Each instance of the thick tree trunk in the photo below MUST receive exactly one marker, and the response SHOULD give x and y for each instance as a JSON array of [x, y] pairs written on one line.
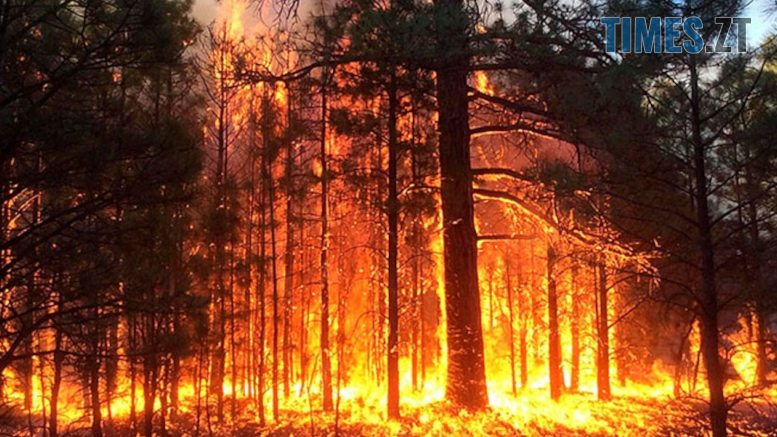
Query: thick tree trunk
[[466, 384], [709, 298]]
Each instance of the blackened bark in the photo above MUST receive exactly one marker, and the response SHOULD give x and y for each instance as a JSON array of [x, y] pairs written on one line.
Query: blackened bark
[[554, 341], [466, 384], [709, 302], [603, 335], [393, 286], [326, 365]]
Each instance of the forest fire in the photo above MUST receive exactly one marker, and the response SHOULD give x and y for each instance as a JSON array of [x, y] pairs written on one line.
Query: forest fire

# Problem statement
Copy the listing above line for line, without changing any wording, and leave the picture out of your copy.

# Reply
Each instance of the thick tree trunk in the photo below MUST receive exactly one marker, and the response SHOULD give x and y for each instance as a JSON array of [x, y] pairs written on one line.
Query: thick tree trunk
[[466, 384], [709, 298]]
Each instance of the blackened bark in the photo above MUST receive exactly one marker, and the response SHOULD give x and y for each instance as a JSON array of [x, y] pairs written on one line.
Query: blackened bark
[[554, 341], [466, 384], [709, 302], [603, 335], [393, 286], [326, 365]]
Each instance of the forest fire in the photo above MUST receive exactly one marker, and the response SHOULD give x and y for each instance as a JSON array of [x, y] pairs written on one line.
Query: forest fire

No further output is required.